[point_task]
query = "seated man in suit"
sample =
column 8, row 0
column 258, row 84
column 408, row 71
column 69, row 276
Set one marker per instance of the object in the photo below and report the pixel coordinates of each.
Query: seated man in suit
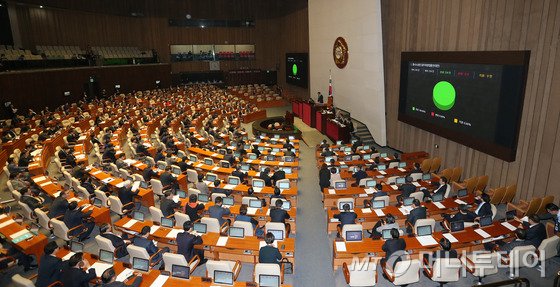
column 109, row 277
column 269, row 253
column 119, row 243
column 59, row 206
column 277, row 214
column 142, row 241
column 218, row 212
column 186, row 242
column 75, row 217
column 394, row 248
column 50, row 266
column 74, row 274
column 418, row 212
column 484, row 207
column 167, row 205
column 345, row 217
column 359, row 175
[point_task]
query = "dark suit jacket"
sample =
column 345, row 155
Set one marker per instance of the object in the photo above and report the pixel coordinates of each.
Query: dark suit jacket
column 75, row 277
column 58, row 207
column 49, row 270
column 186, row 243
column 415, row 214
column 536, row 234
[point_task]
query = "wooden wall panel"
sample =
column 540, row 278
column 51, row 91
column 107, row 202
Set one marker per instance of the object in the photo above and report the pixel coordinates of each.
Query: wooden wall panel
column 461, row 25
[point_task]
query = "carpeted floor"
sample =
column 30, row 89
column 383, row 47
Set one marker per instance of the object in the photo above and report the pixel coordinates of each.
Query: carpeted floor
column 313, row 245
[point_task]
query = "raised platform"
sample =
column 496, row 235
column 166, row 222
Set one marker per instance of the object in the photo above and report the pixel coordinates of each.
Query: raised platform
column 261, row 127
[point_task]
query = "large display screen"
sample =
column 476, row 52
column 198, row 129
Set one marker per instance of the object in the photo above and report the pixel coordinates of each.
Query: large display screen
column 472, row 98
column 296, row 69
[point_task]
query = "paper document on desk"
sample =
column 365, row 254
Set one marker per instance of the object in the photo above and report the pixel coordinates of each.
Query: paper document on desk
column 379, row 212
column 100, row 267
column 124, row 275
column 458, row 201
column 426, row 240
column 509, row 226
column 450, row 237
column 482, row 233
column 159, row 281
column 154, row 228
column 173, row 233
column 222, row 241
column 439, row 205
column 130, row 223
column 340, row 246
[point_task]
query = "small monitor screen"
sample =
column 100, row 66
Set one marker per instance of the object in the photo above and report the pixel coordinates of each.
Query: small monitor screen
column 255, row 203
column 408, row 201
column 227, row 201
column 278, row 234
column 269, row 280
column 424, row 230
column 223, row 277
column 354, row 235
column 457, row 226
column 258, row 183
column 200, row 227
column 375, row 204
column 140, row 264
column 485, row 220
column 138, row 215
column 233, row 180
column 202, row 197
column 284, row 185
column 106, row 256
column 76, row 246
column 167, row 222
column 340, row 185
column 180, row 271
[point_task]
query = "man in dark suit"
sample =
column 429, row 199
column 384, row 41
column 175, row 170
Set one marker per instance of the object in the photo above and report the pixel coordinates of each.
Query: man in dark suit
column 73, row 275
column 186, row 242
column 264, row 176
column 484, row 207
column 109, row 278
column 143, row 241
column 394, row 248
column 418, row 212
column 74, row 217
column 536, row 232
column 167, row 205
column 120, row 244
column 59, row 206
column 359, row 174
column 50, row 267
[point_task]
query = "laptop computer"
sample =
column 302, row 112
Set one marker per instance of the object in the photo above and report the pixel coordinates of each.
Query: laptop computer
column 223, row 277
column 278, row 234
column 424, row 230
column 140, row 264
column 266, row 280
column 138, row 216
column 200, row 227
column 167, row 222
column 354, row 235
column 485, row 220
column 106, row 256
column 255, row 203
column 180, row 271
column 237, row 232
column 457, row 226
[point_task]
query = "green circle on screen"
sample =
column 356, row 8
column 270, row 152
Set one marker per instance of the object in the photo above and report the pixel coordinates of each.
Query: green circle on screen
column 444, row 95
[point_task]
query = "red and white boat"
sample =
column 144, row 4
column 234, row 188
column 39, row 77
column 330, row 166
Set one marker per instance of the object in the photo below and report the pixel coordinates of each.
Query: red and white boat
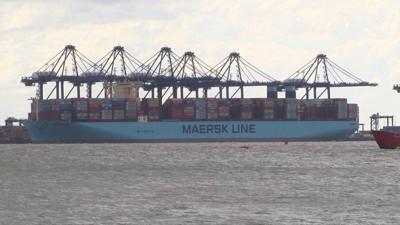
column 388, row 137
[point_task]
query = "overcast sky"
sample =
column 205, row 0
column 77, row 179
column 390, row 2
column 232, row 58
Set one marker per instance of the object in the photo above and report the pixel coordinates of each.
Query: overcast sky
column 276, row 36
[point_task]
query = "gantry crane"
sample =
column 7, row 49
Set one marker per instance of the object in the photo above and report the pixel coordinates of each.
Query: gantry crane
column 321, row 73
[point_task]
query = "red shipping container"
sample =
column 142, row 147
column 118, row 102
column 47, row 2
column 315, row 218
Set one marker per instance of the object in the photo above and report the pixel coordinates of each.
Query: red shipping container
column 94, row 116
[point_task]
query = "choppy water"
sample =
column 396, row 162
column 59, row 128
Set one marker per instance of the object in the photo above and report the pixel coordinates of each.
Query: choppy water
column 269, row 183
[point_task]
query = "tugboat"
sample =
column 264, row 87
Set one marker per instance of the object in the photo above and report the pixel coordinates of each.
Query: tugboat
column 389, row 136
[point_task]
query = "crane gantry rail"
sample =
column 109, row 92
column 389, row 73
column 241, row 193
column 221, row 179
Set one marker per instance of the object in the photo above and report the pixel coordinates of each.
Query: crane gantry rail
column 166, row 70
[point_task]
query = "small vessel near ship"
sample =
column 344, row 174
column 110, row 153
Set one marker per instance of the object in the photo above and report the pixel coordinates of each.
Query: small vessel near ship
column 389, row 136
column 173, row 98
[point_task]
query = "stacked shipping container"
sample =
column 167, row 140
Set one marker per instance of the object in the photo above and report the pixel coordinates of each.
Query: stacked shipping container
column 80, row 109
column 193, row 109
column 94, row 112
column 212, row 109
-=-=-=-=-
**REQUIRED TASK**:
Copy out all of the entries above word for word, without the pictures.

**EXERCISE OUTPUT**:
[point_task]
query = "seated man in suit"
sample =
column 8, row 0
column 258, row 84
column 408, row 71
column 69, row 276
Set one marker per instance of the object in the photo below and report the pixel coordinates of each.
Query: seated man in suit
column 109, row 277
column 269, row 253
column 119, row 243
column 59, row 206
column 277, row 214
column 142, row 241
column 218, row 212
column 186, row 242
column 75, row 217
column 394, row 248
column 50, row 266
column 74, row 274
column 418, row 212
column 484, row 207
column 167, row 205
column 345, row 217
column 359, row 175
[point_task]
query = "dark suit jacket"
sample =
column 345, row 155
Set one marker per instance of the object in the photo above and report the pixel coordinates of each.
Query: dark suit jacket
column 75, row 277
column 58, row 207
column 49, row 270
column 186, row 243
column 415, row 214
column 536, row 234
[point_task]
query = "wooden wall panel"
sample =
column 540, row 278
column 51, row 91
column 107, row 202
Set one marker per instance of the object in the photo above and report the pixel coordinates of each.
Query: wooden wall panel
column 461, row 25
[point_task]
query = "carpeted floor"
sample =
column 30, row 89
column 383, row 47
Set one marker per instance of the object in the photo above and report the pixel coordinates of each.
Query: carpeted floor
column 313, row 245
[point_task]
query = "raised platform"
sample =
column 496, row 235
column 166, row 222
Set one marker per instance of the object in the photo above and report the pixel coordinates of each.
Query: raised platform
column 261, row 127
[point_task]
query = "large display screen"
sample =
column 476, row 52
column 198, row 129
Set one marker per instance of the object in the photo above and report the pixel coordinates of each.
Query: large display screen
column 472, row 98
column 296, row 69
[point_task]
query = "paper document on desk"
sample =
column 365, row 254
Set one marker per instance of the object in the photo above and report the pixel coordinates of each.
Query: paper document on desk
column 379, row 212
column 100, row 267
column 124, row 275
column 458, row 201
column 426, row 240
column 509, row 226
column 450, row 237
column 482, row 233
column 159, row 281
column 154, row 228
column 173, row 233
column 222, row 241
column 439, row 205
column 130, row 223
column 340, row 246
[point_task]
query = "small monitor screen"
sample =
column 100, row 66
Set one marker per instance of the object in the photo above and report the pixel coordinates of each.
Query: small monitor screen
column 255, row 203
column 408, row 201
column 227, row 201
column 278, row 234
column 269, row 280
column 424, row 230
column 223, row 277
column 354, row 235
column 457, row 226
column 258, row 183
column 200, row 227
column 375, row 204
column 140, row 264
column 485, row 220
column 138, row 215
column 233, row 180
column 202, row 197
column 284, row 185
column 106, row 256
column 76, row 246
column 167, row 222
column 340, row 185
column 180, row 271
[point_task]
query = "man in dark suit"
sample =
column 429, row 199
column 384, row 41
column 175, row 170
Set one marker per instance of the object in the photo above and report the pixel coordinates of each.
Query: man in dark suit
column 73, row 275
column 186, row 242
column 264, row 176
column 484, row 207
column 109, row 278
column 143, row 241
column 394, row 248
column 418, row 212
column 74, row 217
column 536, row 232
column 167, row 205
column 120, row 244
column 59, row 206
column 359, row 174
column 50, row 267
[point_task]
query = "laptop computer"
sample =
column 302, row 112
Set one marker per instance of the object in the photo above and report the pixel coordinates of each.
Query: laptop computer
column 223, row 277
column 278, row 234
column 424, row 230
column 140, row 264
column 266, row 280
column 138, row 216
column 200, row 227
column 167, row 222
column 354, row 235
column 485, row 220
column 106, row 256
column 255, row 203
column 180, row 271
column 237, row 232
column 457, row 226
[point_task]
query = "green circle on screen"
sample =
column 356, row 8
column 270, row 152
Set one marker per instance of the object in the photo above and report the pixel coordinates of each.
Query: green circle on screen
column 444, row 95
[point_task]
query = "red and white boat"
sample =
column 144, row 4
column 234, row 188
column 39, row 77
column 330, row 166
Set one marker per instance of the object in the photo below and report the pixel coordinates of each.
Query: red and white boat
column 388, row 137
[point_task]
query = "overcast sky"
sample =
column 205, row 0
column 77, row 179
column 390, row 2
column 232, row 58
Set one marker per instance of the object in the photo above and report the pixel coordinates of each.
Query: overcast sky
column 276, row 36
[point_task]
query = "gantry crane"
sample =
column 7, row 49
Set one marker per instance of the object in the photo above and report the pixel coordinates of each.
Query: gantry crane
column 321, row 73
[point_task]
query = "red shipping container"
sample =
column 142, row 147
column 118, row 102
column 47, row 2
column 315, row 218
Set one marker per instance of the object in the photo above and report the pixel coordinates of each.
Query: red shipping container
column 94, row 116
[point_task]
query = "choppy water"
sample =
column 396, row 162
column 59, row 128
Set one marker per instance of the object in the photo above and report the pixel coordinates of each.
Query: choppy water
column 269, row 183
[point_task]
query = "tugboat"
sample =
column 264, row 87
Set one marker per instance of the object in the photo above and report the pixel coordinates of each.
Query: tugboat
column 389, row 136
[point_task]
query = "crane gantry rail"
sample =
column 109, row 92
column 389, row 73
column 241, row 193
column 221, row 179
Set one marker per instance of the object in the photo above and report the pixel coordinates of each.
Query: crane gantry rail
column 166, row 70
[point_task]
query = "small vessel near ship"
sample =
column 344, row 174
column 110, row 153
Set one marker per instance of the object in the photo above and report the pixel coordinates of each.
Query: small vessel near ship
column 389, row 136
column 173, row 98
[point_task]
query = "stacked shipping container"
sample =
column 167, row 140
Set one marker per instance of the object in the photo above and report the pixel coordinates of each.
Query: stacked shipping container
column 80, row 109
column 193, row 109
column 94, row 112
column 212, row 109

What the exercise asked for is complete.